## [Your objective]
Please format every line of the rows below as a JSON list of strings, one string per line, omitting any blank lines.
+++ Extracted data +++
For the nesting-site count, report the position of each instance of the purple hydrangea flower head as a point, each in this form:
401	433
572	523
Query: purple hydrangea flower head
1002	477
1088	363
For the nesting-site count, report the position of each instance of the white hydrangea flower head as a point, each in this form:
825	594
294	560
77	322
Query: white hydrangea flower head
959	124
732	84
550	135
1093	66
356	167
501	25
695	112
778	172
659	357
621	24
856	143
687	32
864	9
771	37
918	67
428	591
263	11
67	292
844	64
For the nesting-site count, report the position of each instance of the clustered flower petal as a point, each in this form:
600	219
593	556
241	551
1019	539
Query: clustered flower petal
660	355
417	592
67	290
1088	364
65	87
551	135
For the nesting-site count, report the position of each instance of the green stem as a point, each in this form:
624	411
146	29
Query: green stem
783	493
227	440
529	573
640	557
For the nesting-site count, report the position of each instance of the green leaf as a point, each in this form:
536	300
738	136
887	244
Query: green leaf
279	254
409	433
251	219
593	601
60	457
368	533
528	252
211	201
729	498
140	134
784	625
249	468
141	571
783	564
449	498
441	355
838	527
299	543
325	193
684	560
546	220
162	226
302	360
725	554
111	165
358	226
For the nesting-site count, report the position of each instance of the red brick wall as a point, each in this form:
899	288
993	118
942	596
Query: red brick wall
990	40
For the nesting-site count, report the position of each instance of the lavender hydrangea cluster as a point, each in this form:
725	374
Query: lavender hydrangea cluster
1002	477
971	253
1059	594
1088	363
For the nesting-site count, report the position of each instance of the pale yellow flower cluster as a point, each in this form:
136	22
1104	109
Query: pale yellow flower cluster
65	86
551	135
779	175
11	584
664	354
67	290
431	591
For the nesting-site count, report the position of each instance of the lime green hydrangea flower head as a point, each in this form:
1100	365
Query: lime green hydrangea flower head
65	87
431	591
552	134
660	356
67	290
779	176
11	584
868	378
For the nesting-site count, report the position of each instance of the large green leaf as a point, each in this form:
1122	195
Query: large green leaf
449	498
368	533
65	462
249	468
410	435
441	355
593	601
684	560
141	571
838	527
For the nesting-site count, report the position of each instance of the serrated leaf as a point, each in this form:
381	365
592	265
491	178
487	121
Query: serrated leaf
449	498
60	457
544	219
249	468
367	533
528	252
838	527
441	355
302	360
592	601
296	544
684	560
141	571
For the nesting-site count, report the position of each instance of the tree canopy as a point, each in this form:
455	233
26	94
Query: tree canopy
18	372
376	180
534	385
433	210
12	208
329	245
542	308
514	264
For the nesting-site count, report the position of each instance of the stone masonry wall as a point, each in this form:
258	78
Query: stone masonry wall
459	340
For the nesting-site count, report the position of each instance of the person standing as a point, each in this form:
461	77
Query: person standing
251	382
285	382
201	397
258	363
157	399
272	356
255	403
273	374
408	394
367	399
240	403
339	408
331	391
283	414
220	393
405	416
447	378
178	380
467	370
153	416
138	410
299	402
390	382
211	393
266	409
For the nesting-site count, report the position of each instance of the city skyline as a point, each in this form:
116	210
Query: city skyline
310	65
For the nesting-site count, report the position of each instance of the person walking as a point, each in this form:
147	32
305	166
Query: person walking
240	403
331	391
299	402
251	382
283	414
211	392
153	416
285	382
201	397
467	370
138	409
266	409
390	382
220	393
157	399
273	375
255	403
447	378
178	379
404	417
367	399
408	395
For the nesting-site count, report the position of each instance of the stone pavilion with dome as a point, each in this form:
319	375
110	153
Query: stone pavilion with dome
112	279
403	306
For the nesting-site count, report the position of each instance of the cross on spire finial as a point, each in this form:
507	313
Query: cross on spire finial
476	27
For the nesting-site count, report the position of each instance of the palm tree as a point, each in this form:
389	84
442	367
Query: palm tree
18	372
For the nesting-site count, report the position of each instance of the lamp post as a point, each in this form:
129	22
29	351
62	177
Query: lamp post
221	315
+++
## [Written solution]
[
  "For the nesting-site count, report the position of each instance of the purple hydrangea flower head as a point, each in this form:",
  "401\t433",
  "572\t523",
  "Query: purple hydrangea flower head",
  "1002\t477",
  "1088\t363",
  "For the nesting-site count, report the position of each instance of the white hydrangea flower head as a point, each in this form:",
  "825\t594",
  "294\t560",
  "77\t322",
  "Query: white hydrangea flower head",
  "959\t124",
  "732\t84",
  "550\t135",
  "1093\t66",
  "356\t167",
  "501\t25",
  "695\t112",
  "778\t172",
  "659\t357",
  "621\t24",
  "856\t143",
  "687\t32",
  "864\t9",
  "771\t37",
  "918\t67",
  "428\t591",
  "263\t11",
  "67\t292",
  "844\t64",
  "For the nesting-site count, report the position of each instance of the clustered flower petal as a point, each in this form:",
  "600\t219",
  "593\t556",
  "241\t551",
  "1019\t539",
  "Query: clustered flower petal",
  "660\t355",
  "417\t592",
  "67\t290",
  "1088\t364",
  "65\t87",
  "551\t135",
  "For the nesting-site count, report the position of each instance of the green stem as a point, each in this form:",
  "624\t411",
  "146\t29",
  "Query: green stem",
  "783\t493",
  "227\t440",
  "529\t573",
  "640\t557",
  "For the nesting-site count, report the position of each instance of the green leaf as a point, each in this form:",
  "536\t300",
  "738\t136",
  "887\t244",
  "Query: green leaf",
  "279\t254",
  "409\t433",
  "251\t219",
  "593\t601",
  "60\t457",
  "368\t533",
  "528\t252",
  "211\t201",
  "729\t498",
  "140\t134",
  "784\t625",
  "249\t468",
  "141\t571",
  "783\t564",
  "449\t498",
  "441\t355",
  "838\t527",
  "299\t543",
  "325\t193",
  "684\t560",
  "546\t220",
  "162\t226",
  "302\t360",
  "725\t554",
  "111\t165",
  "358\t226",
  "For the nesting-site count, report the position of each instance of the red brick wall as a point, each in this form:",
  "899\t288",
  "993\t118",
  "942\t596",
  "Query: red brick wall",
  "990\t40",
  "For the nesting-site count, report the position of each instance of the lavender hydrangea cluster as a point, each in this form:",
  "725\t374",
  "Query: lavender hydrangea cluster",
  "1002\t477",
  "971\t253",
  "1059\t594",
  "1088\t363",
  "For the nesting-site count, report the position of each instance of the pale yellow flower cluster as a point, each in this form:",
  "136\t22",
  "1104\t109",
  "Query: pale yellow flower cluster",
  "65\t86",
  "551\t135",
  "779\t175",
  "11\t584",
  "664\t354",
  "67\t290",
  "431\t591",
  "For the nesting-site count, report the position of each instance of the lime green hydrangea flower head as a point, each in this form:",
  "1100\t365",
  "Query: lime green hydrangea flower head",
  "65\t87",
  "431\t591",
  "552\t134",
  "660\t356",
  "67\t290",
  "779\t176",
  "11\t584",
  "868\t378",
  "For the nesting-site count, report the position of each instance of the large green leaf as a point, each in this form:",
  "1122\t195",
  "Query: large green leaf",
  "449\t498",
  "368\t533",
  "65\t462",
  "249\t468",
  "410\t435",
  "441\t355",
  "593\t601",
  "684\t560",
  "141\t571",
  "838\t527",
  "For the nesting-site count, report the position of each instance of the serrated leaf as a point, each in this form:",
  "381\t365",
  "592\t265",
  "491\t178",
  "487\t121",
  "Query: serrated leaf",
  "449\t498",
  "60\t457",
  "544\t219",
  "249\t468",
  "367\t533",
  "528\t252",
  "838\t527",
  "441\t355",
  "302\t360",
  "592\t601",
  "296\t544",
  "684\t560",
  "141\t571",
  "For the nesting-site count, report the position of each instance of the tree canopy as a point, each in this form:",
  "455\t233",
  "26\t94",
  "Query: tree canopy",
  "18\t372",
  "376\t180",
  "534\t385",
  "433\t210",
  "12\t208",
  "329\t245",
  "542\t308",
  "514\t264",
  "For the nesting-site count, report the position of each instance of the stone masonry wall as a point, each in this form:",
  "258\t78",
  "Query: stone masonry wall",
  "459\t340",
  "For the nesting-site count, report the position of each instance of the person standing as a point, each in this form:",
  "461\t77",
  "Query: person standing",
  "251\t382",
  "285\t382",
  "201\t397",
  "258\t363",
  "157\t399",
  "272\t356",
  "255\t403",
  "273\t374",
  "408\t394",
  "367\t399",
  "240\t403",
  "339\t408",
  "331\t391",
  "283\t414",
  "220\t393",
  "405\t416",
  "447\t378",
  "178\t380",
  "467\t370",
  "153\t416",
  "138\t410",
  "299\t402",
  "390\t382",
  "211\t393",
  "266\t409",
  "For the nesting-site count, report the position of each instance of the city skyline as a point, each in this form:",
  "116\t210",
  "Query: city skyline",
  "310\t65",
  "For the nesting-site count, report the position of each instance of the person walking as a point, each in this form:",
  "147\t32",
  "305\t166",
  "Query: person walking",
  "240\t403",
  "331\t391",
  "299\t402",
  "251\t382",
  "283\t414",
  "211\t392",
  "153\t416",
  "285\t382",
  "201\t397",
  "467\t370",
  "138\t409",
  "266\t409",
  "390\t382",
  "220\t393",
  "157\t399",
  "273\t375",
  "255\t403",
  "447\t378",
  "178\t379",
  "404\t417",
  "367\t399",
  "408\t395",
  "For the nesting-site count, report the position of each instance of the stone pavilion with dome as a point, each in this form:",
  "319\t375",
  "110\t153",
  "Query: stone pavilion with dome",
  "112\t279",
  "403\t306",
  "For the nesting-site count, report the position of each instance of the cross on spire finial as a point, each in this form:",
  "507\t313",
  "Query: cross on spire finial",
  "476\t27",
  "For the nesting-site count, report the position of each instance of the palm tree as a point, each in this form:",
  "389\t84",
  "442\t367",
  "Query: palm tree",
  "18\t372",
  "For the nesting-site count, report the position of each instance of the lamp post as a point, each in this form:",
  "129\t22",
  "29\t351",
  "62\t177",
  "Query: lamp post",
  "221\t315"
]